§ WORK INSTRUCTIONS:
1. Render this sentence from the passage on Cartesian rationalism into Spanish: "Moreover, one significant consequence of such a view of human knowledge was the rejection of all appeals to authority, both philosophical and dogmatic, in establishing intellectual certainty."
2. Lay out the lines of the records, starting at their first line and ending at the line containing "negative clicks: (593, 258)", as a Markdown table with the columns Row and Line, skipping any blank lines.

§ DOCUMENT PASSAGE:
What is initially difficult to fathom is how a system can be given the name "rationalism" and, yet, appear prima facie to be so counter-intuitive and irrational. Descartes's honest hope to derive all scientific knowledge concerning the structure and motions of the universe in a deductive way from three "self-evident" ideas by simply analyzing the conceptual necessities inherent in those ideas appears not only supremely irrational, but also downright fanciful. It is not surprising that the young scientist Huygens, who was both a physicist and an astronomer, along with being a contemporary of Descartes, saw nothing more in Descartes's great "scientific" work Principes de la philosophie than an extraordinarily interesting novel? What is even more irrational and counter-intuitive is that Descartes understood it to be necessary to derive this literal "universe" of scientific knowledge from the idea that Descartes had of himself as an existing and thinking being. By having as the foundation of one's science one's own mind and by determining that the mind itself, by conceiving its own ideas "clearly and distinctly," could judge whether the ideas that came to it were certain and true, the Rationalists of the 17th and 18th centuries upheld a teaching on human intellectual autonomy that was both absolute and without the slightest basis in normal human experience. Moreover, one significant consequence of such a view of human knowledge was the rejection of all appeals to authority, both philosophical and dogmatic, in establishing intellectual certainty. Another part of the fall out of the Rationalist attack on the Thomistic synthesis of theological and philosophical learning, was the relegation of Theology, since it could not be derived from the idea of the thinking self, to the realm of "catechism," which was upheld solely on the basis of faith. Thus, Cartesian Rationalism would relegate the believing man to a position of fideism (i.e., an act of blind faith, unsupported or unsupportable by rational proof or argument).

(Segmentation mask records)
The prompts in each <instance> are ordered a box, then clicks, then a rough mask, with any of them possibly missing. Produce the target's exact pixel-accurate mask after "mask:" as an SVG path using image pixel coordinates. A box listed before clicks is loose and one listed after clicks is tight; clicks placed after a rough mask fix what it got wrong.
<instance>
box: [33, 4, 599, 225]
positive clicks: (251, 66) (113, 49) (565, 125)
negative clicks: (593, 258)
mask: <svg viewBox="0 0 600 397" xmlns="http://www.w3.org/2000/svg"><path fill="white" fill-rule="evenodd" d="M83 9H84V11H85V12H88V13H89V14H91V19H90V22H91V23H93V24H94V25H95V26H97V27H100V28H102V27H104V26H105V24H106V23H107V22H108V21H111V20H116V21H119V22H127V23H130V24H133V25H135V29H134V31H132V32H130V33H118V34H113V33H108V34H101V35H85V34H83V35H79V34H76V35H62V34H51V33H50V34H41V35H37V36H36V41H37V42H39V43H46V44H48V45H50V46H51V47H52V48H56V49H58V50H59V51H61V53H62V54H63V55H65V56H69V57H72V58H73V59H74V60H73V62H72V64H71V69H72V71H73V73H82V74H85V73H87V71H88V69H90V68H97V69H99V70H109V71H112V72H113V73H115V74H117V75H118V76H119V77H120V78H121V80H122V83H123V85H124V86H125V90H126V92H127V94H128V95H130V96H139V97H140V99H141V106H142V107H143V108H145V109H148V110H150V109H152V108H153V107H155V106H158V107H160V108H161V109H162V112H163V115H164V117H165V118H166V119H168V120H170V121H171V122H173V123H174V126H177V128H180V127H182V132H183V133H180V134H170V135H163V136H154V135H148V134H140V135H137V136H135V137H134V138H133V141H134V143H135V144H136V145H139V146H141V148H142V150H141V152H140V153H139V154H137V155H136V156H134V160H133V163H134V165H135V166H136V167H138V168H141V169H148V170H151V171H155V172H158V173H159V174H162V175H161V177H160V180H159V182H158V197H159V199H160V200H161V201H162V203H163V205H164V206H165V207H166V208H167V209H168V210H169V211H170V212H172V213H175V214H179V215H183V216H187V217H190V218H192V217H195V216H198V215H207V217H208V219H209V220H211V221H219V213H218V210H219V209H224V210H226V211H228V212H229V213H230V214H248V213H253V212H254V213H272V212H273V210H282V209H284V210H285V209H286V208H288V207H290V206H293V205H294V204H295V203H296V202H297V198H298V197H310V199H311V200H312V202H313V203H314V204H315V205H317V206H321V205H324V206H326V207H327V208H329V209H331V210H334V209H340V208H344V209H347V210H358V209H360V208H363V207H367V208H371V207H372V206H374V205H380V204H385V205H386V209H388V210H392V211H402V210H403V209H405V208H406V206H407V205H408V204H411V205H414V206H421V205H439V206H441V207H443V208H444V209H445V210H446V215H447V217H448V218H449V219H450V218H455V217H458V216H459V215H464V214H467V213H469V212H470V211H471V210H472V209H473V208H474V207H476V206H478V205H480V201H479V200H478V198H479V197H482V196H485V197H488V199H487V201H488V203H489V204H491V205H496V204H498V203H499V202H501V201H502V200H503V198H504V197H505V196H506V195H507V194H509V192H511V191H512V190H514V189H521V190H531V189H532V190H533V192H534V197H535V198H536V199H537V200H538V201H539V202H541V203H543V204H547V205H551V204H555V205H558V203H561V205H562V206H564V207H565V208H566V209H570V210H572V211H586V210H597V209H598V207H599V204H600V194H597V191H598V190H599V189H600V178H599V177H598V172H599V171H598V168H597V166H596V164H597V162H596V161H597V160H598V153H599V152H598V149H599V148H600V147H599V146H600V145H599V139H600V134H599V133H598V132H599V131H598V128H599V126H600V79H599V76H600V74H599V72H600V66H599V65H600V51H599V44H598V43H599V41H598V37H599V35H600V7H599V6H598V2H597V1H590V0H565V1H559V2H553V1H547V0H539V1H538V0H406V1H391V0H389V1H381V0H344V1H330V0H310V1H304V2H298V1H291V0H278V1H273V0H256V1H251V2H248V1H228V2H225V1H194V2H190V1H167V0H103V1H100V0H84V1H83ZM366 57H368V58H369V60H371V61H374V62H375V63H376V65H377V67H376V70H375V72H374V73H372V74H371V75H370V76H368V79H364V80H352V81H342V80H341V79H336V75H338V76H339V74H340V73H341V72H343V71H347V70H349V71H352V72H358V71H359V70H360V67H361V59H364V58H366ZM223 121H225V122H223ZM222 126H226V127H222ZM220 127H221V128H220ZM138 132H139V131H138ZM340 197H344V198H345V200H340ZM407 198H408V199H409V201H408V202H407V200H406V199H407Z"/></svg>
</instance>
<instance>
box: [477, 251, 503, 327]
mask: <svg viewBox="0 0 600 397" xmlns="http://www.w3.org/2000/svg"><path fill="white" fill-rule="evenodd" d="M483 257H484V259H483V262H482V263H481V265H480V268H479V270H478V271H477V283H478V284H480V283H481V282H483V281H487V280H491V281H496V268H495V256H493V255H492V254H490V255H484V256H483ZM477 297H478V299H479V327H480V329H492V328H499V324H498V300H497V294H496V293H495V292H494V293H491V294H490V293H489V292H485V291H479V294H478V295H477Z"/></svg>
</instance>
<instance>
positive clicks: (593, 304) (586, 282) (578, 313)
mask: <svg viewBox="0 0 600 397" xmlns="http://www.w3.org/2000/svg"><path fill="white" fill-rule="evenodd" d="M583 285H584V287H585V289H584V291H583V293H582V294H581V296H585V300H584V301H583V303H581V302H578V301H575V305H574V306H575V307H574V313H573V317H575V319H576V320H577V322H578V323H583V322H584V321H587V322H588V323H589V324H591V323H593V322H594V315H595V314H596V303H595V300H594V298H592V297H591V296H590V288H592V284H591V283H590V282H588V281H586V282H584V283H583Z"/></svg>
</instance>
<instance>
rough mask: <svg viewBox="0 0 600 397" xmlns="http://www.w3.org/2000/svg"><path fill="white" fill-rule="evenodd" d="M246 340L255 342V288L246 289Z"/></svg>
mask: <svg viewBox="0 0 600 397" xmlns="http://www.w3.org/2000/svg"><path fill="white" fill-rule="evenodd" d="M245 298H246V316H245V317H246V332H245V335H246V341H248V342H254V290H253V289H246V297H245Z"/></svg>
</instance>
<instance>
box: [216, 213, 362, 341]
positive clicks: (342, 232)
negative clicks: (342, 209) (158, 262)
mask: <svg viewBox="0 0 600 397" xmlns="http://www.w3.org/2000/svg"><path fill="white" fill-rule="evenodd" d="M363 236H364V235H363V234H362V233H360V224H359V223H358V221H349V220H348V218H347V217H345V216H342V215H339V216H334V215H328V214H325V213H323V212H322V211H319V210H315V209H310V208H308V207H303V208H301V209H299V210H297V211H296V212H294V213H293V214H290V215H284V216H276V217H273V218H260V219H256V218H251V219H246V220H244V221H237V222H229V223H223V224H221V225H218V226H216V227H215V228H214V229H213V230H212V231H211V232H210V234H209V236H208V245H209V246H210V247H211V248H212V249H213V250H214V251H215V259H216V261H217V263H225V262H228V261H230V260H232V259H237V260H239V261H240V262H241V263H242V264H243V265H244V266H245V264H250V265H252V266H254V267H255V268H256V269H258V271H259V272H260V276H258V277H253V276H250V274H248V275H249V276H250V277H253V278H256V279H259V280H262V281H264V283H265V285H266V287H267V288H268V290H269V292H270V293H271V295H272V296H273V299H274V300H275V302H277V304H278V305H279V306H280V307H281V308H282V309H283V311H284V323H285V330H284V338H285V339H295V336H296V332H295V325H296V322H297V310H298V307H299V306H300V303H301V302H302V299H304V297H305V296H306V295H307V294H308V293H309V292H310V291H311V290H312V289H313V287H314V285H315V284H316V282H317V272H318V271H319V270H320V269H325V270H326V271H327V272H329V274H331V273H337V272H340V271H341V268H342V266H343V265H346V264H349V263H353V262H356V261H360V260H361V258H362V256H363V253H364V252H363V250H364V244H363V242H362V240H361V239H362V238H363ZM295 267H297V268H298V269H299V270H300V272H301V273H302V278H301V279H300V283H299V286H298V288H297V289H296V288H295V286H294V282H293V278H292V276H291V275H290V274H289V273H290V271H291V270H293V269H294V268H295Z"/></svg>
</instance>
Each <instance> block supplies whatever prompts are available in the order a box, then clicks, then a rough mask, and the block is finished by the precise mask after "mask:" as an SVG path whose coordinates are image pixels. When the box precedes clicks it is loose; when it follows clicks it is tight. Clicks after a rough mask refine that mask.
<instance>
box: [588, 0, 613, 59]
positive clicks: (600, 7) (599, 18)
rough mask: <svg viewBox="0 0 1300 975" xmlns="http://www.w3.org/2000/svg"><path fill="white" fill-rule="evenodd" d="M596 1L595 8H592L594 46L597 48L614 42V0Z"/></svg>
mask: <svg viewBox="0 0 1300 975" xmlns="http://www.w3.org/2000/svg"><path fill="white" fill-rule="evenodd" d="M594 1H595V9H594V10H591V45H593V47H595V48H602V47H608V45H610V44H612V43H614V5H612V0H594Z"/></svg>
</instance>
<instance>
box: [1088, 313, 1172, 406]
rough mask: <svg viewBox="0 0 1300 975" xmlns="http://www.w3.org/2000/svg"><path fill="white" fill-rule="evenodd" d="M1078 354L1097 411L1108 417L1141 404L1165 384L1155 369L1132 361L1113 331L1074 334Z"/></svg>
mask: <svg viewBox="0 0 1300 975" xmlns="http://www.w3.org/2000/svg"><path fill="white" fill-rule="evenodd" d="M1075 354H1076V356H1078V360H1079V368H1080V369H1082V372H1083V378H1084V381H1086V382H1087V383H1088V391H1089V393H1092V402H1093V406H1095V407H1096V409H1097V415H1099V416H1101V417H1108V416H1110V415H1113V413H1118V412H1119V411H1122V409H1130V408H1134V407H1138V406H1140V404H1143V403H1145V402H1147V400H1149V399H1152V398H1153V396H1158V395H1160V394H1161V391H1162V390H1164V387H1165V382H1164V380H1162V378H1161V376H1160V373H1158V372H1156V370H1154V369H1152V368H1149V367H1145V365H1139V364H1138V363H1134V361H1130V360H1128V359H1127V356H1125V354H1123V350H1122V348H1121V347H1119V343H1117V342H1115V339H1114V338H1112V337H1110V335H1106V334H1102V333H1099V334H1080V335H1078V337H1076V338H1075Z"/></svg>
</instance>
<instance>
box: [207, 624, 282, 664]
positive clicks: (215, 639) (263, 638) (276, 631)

§ WRITTEN RESPONSES:
1. Además, una consecuencia significativa de tal concepción del conocimiento humano fue el rechazo de toda apelación a la autoridad, tanto filosófica como dogmática, para establecer la certeza intelectual.

2.
| Row | Line |
|---|---|
| 1 | The prompts in each <instance> are ordered a box, then clicks, then a rough mask, with any of them possibly missing. Produce the target's exact pixel-accurate mask after "mask:" as an SVG path using image pixel coordinates. A box listed before clicks is loose and one listed after clicks is tight; clicks placed after a rough mask fix what it got wrong. |
| 2 | <instance> |
| 3 | box: [33, 4, 599, 225] |
| 4 | positive clicks: (251, 66) (113, 49) (565, 125) |
| 5 | negative clicks: (593, 258) |